**Problem details**
Look through the listing below, and wherever a line has the string "green", pull it out.

(Entries provided)

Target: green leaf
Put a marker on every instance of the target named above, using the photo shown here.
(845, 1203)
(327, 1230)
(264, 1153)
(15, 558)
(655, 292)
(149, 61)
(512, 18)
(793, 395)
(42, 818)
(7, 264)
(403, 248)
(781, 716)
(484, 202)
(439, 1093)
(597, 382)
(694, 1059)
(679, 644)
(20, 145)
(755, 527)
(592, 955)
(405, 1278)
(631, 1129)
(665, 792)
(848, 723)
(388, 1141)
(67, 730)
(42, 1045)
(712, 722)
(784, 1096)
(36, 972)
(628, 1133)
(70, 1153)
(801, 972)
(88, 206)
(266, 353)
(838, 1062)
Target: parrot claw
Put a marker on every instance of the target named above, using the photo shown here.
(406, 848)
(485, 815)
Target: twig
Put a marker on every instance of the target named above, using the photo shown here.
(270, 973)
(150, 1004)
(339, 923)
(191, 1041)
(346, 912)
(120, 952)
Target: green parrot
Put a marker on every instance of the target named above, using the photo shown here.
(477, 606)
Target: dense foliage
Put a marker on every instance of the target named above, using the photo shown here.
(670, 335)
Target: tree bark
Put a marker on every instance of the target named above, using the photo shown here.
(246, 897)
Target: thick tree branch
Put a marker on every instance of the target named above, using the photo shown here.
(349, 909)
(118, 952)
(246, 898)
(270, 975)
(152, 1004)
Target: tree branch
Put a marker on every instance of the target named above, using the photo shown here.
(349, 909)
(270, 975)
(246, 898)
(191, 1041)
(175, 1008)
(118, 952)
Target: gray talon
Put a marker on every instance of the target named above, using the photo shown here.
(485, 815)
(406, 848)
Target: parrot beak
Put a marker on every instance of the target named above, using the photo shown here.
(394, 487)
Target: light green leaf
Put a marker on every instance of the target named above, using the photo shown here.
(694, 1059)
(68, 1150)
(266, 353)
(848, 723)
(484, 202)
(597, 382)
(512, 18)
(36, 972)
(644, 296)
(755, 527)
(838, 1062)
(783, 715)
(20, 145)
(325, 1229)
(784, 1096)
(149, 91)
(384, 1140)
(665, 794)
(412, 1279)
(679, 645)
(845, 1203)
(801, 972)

(End Entries provided)

**Exercise output**
Target: green leaf
Target: green parrot
Target: light green leaf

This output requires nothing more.